Please write out the material that follows, exactly as it stands.

**Boundary labeling items**
%%

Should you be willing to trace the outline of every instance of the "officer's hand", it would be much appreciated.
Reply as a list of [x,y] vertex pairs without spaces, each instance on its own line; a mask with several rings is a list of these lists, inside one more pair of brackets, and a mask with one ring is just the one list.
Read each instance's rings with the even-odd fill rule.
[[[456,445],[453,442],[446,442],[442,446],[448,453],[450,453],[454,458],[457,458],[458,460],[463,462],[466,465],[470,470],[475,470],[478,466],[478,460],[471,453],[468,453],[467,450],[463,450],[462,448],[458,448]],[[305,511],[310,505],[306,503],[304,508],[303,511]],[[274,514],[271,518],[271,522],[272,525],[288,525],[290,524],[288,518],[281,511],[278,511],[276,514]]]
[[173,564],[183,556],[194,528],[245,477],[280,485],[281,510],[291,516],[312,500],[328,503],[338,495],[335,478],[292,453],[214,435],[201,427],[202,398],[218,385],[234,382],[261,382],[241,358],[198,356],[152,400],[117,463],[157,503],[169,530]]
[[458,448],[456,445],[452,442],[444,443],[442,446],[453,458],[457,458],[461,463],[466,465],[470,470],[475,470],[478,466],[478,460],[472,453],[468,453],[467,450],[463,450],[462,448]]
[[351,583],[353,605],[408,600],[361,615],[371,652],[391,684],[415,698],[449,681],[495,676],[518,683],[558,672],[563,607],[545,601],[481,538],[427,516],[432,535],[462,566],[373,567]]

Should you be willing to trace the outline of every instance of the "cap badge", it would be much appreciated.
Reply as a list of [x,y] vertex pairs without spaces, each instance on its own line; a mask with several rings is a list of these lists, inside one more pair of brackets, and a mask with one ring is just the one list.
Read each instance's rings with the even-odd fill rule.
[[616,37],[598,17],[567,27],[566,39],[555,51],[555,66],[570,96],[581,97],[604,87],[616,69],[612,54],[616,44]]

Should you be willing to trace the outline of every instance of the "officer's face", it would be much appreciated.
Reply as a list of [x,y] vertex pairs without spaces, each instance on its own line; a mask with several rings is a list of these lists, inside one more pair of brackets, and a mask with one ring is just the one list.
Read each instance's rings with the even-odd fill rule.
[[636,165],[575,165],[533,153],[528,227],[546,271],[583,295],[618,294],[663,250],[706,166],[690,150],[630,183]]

%%

**RESULT OF THIS TASK**
Should you be willing to trace the outline of every instance of the "officer's hand", it would be much appreciated.
Reply as a list of [x,y] vertex pairs without spaces, each instance on its own line; a mask with several rings is a list of these lists, inside one more pair of brackets, and a mask with one ring is just the one list.
Read each instance's rings with the even-odd fill rule.
[[[456,445],[453,442],[446,442],[442,446],[448,453],[450,453],[454,458],[457,458],[458,460],[463,462],[466,465],[470,470],[475,470],[478,466],[478,460],[471,453],[468,453],[467,450],[463,450],[462,448],[458,448]],[[305,511],[310,505],[306,503],[304,508],[303,511]],[[274,514],[271,518],[271,522],[272,525],[288,525],[290,524],[288,518],[281,511],[278,511],[276,514]]]
[[173,564],[183,556],[194,528],[245,477],[280,485],[281,510],[291,516],[312,500],[328,503],[338,495],[335,478],[292,453],[214,435],[201,427],[202,398],[218,385],[234,382],[261,382],[241,358],[198,356],[152,400],[117,463],[157,503],[169,530]]
[[458,448],[456,445],[452,442],[444,443],[442,446],[453,458],[457,458],[461,463],[466,465],[470,470],[475,470],[478,466],[478,460],[472,453],[468,453],[467,450],[463,450],[462,448]]
[[351,583],[353,605],[408,600],[361,615],[371,652],[391,684],[415,698],[449,681],[495,676],[518,683],[558,672],[563,607],[545,601],[481,538],[427,516],[432,535],[462,566],[373,567]]

Should you be willing to trace the outline of every instance of the "cap badge", it would be much appreciated.
Reply as a list of [x,y] vertex pairs without spaces, each instance on its own line; a mask with several rings is a list of these lists, inside one more pair of brackets, and a mask with one ring is just the one list.
Read each instance's rings with the even-odd fill rule.
[[616,37],[598,17],[567,27],[566,39],[555,51],[555,66],[570,96],[581,97],[604,87],[616,69],[612,54],[616,44]]

Should you be willing to trace the outline of every instance of the "officer's face", it would be much appreciated.
Reply as a list of [x,y] vertex pairs without spaces, each instance on its own line; a mask with several rings is a list of these lists, inside one more pair of brackets, and a mask with one ring is just the one list.
Read each instance's rings with the even-odd fill rule.
[[636,165],[575,165],[533,153],[528,227],[546,271],[583,295],[618,294],[663,250],[706,166],[690,150],[630,183]]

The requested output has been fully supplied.